====== DATA LISTING

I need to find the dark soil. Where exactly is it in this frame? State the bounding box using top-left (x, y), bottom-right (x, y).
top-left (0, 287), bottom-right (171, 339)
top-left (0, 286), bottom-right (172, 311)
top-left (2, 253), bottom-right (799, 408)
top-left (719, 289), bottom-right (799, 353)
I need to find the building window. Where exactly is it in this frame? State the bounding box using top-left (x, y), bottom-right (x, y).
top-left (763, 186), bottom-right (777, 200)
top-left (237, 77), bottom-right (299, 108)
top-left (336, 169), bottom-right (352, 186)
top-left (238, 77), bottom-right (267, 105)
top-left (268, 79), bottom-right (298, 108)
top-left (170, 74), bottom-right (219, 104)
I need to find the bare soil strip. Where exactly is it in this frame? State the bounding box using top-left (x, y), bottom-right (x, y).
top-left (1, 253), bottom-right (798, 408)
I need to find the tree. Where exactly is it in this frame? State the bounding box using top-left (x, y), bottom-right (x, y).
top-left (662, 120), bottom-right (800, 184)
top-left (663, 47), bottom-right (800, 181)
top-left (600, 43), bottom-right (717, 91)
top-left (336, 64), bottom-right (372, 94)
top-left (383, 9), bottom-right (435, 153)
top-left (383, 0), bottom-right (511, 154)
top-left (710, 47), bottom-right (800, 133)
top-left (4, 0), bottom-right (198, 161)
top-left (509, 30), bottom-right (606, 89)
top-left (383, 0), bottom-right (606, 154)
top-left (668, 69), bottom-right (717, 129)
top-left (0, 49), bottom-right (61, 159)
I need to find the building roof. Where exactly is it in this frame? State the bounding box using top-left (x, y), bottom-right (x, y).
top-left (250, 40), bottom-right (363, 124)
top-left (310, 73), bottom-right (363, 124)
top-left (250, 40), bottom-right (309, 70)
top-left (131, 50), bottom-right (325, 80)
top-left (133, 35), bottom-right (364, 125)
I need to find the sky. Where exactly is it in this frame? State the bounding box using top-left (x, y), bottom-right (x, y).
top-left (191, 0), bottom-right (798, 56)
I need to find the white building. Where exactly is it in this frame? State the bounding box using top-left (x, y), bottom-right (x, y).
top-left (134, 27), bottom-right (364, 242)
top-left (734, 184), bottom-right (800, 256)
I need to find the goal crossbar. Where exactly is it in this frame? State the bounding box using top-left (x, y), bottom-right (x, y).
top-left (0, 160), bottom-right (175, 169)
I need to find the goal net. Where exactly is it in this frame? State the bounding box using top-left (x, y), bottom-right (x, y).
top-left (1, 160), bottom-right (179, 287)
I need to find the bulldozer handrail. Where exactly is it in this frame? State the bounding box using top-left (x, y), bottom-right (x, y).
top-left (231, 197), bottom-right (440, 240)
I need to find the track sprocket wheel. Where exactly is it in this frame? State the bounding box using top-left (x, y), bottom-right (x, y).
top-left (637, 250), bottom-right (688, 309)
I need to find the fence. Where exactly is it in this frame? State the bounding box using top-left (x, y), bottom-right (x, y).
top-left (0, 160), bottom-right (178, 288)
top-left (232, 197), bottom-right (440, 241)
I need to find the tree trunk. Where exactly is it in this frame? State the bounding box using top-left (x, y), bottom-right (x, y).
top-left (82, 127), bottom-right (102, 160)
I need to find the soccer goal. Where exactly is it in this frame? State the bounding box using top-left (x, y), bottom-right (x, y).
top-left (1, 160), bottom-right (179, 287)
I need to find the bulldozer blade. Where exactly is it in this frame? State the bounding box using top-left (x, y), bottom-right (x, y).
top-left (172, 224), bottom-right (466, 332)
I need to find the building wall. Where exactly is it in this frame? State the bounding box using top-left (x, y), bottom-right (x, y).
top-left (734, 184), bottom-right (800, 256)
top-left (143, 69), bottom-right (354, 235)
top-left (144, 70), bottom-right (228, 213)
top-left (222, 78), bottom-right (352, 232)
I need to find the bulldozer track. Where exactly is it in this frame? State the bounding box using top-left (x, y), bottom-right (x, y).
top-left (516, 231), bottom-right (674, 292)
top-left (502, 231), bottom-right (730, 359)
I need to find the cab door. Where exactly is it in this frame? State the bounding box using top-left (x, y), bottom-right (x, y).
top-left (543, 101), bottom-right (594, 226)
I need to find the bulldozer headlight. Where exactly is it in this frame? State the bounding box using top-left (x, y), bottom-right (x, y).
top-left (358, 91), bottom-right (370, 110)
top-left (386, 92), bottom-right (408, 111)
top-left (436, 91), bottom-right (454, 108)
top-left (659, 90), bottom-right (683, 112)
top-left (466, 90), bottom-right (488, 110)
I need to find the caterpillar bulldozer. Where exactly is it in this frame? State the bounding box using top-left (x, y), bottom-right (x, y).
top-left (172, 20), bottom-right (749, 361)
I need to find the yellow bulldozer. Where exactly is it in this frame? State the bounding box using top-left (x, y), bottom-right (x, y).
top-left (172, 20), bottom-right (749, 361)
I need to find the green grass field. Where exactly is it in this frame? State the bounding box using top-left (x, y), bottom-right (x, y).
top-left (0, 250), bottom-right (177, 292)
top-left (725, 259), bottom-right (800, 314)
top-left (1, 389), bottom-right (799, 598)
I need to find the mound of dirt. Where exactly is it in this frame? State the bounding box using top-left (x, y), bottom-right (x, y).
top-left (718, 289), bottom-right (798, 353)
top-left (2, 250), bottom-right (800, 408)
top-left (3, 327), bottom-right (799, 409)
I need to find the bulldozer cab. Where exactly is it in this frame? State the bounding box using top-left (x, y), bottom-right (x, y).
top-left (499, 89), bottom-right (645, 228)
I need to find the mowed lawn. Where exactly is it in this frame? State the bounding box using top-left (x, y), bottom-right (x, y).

============

The task requires an exact copy of all the lines above.

I need to find the dark soil. Where exactly is it in this frame? State the bounding box using top-left (x, y), bottom-right (x, y).
top-left (0, 287), bottom-right (171, 339)
top-left (0, 286), bottom-right (172, 311)
top-left (2, 253), bottom-right (799, 408)
top-left (719, 289), bottom-right (799, 353)
I need to find the building window. Where exactly is it in this frame? State the bounding box using top-left (x, y), bottom-right (x, y).
top-left (763, 186), bottom-right (777, 200)
top-left (237, 77), bottom-right (299, 108)
top-left (336, 169), bottom-right (352, 186)
top-left (238, 77), bottom-right (267, 105)
top-left (268, 79), bottom-right (298, 108)
top-left (170, 74), bottom-right (219, 104)
I need to find the bare soil strip. Where exactly is it in this frame? State the bounding box using top-left (x, y), bottom-right (x, y).
top-left (1, 253), bottom-right (798, 408)
I need to find the tree. Where exactly is it in this frame? State the bounding box using top-left (x, y), bottom-right (x, y).
top-left (662, 120), bottom-right (800, 184)
top-left (663, 47), bottom-right (800, 181)
top-left (600, 43), bottom-right (717, 91)
top-left (336, 64), bottom-right (372, 94)
top-left (383, 9), bottom-right (435, 153)
top-left (383, 0), bottom-right (511, 154)
top-left (710, 47), bottom-right (800, 133)
top-left (4, 0), bottom-right (198, 161)
top-left (509, 30), bottom-right (606, 89)
top-left (383, 0), bottom-right (606, 154)
top-left (668, 69), bottom-right (717, 129)
top-left (0, 49), bottom-right (61, 159)
I need to find the building roof. Where exactly is it in this frame? State the bounding box using top-left (x, y), bottom-right (x, y).
top-left (250, 40), bottom-right (363, 124)
top-left (310, 73), bottom-right (363, 124)
top-left (250, 40), bottom-right (309, 70)
top-left (131, 50), bottom-right (325, 80)
top-left (133, 35), bottom-right (364, 125)
I need to find the sky. Where exactly is it in this frame? State the bounding box using top-left (x, y), bottom-right (x, y).
top-left (191, 0), bottom-right (798, 56)
I need to find the white building. Where exactly is it in this frame? State the bounding box using top-left (x, y), bottom-right (x, y).
top-left (134, 27), bottom-right (364, 242)
top-left (734, 184), bottom-right (800, 256)
I need to find the goal crossbar. Where exactly is it in this frame? State the bounding box using top-left (x, y), bottom-right (x, y).
top-left (0, 160), bottom-right (175, 169)
I need to find the goal net. Where exactly is it in this frame? State the bounding box using top-left (x, y), bottom-right (x, y).
top-left (1, 160), bottom-right (179, 287)
I need to find the bulldozer handrail. Where exactly is it in this frame? State the bounding box using top-left (x, y), bottom-right (x, y).
top-left (231, 197), bottom-right (440, 240)
I need to find the track sprocket wheel. Where exactly is it in this frame? State the bounding box using top-left (x, y), bottom-right (x, y).
top-left (637, 250), bottom-right (688, 309)
I need to find the fence. Where exactly is it in this frame? State the bounding box using top-left (x, y), bottom-right (x, y).
top-left (0, 160), bottom-right (178, 288)
top-left (232, 197), bottom-right (440, 241)
I need to find the tree trunk. Where exactly is it in this frame? State the bounding box using top-left (x, y), bottom-right (x, y).
top-left (82, 127), bottom-right (102, 160)
I need to find the soccer goal. Where exactly is it in this frame? State the bounding box using top-left (x, y), bottom-right (x, y).
top-left (1, 160), bottom-right (179, 287)
I need to find the bulldozer blade. Where exactly is it in this frame? State the bounding box using top-left (x, y), bottom-right (x, y).
top-left (172, 224), bottom-right (466, 332)
I need to find the building wall. Where exactly is it in this frame? State the bounding box using top-left (x, y), bottom-right (x, y).
top-left (734, 184), bottom-right (800, 256)
top-left (143, 69), bottom-right (354, 235)
top-left (144, 70), bottom-right (228, 213)
top-left (222, 78), bottom-right (352, 232)
I need to find the bulldozer track. Where exactly is it in this frame? State the bounding box using top-left (x, y), bottom-right (x, y).
top-left (516, 231), bottom-right (674, 292)
top-left (502, 231), bottom-right (730, 359)
I need to find the cab door. Where exactly is it in this frame? State the bounding box using top-left (x, y), bottom-right (x, y).
top-left (543, 101), bottom-right (594, 226)
I need to find the bulldozer headlight. Where exactly is it in this frame? State the bounding box using top-left (x, y), bottom-right (x, y).
top-left (358, 91), bottom-right (370, 110)
top-left (386, 92), bottom-right (408, 111)
top-left (436, 91), bottom-right (454, 108)
top-left (659, 90), bottom-right (683, 112)
top-left (466, 90), bottom-right (488, 110)
I need to find the caterpillar bulldozer. Where exactly is it in this frame? State the bounding box using top-left (x, y), bottom-right (x, y).
top-left (172, 20), bottom-right (749, 361)
I need to find the yellow bulldozer. Where exactly is it in this frame? State the bounding box using top-left (x, y), bottom-right (x, y).
top-left (172, 20), bottom-right (749, 361)
I need to find the green grass field. Where exactly is it in this frame? State the bounding box using top-left (x, y), bottom-right (x, y).
top-left (0, 250), bottom-right (177, 292)
top-left (725, 259), bottom-right (800, 314)
top-left (1, 389), bottom-right (799, 598)
I need to find the mound of dirt. Where exactly is it in this frame? State the bounding box using top-left (x, y), bottom-right (x, y).
top-left (718, 289), bottom-right (798, 353)
top-left (2, 250), bottom-right (800, 408)
top-left (3, 327), bottom-right (799, 409)
I need to find the bulldozer cab. Where exactly is it in this frame? State the bounding box using top-left (x, y), bottom-right (x, y).
top-left (499, 89), bottom-right (645, 228)
I need to find the mowed lawn. Where exactly is it in this frame? State the bounding box using top-left (x, y), bottom-right (x, y).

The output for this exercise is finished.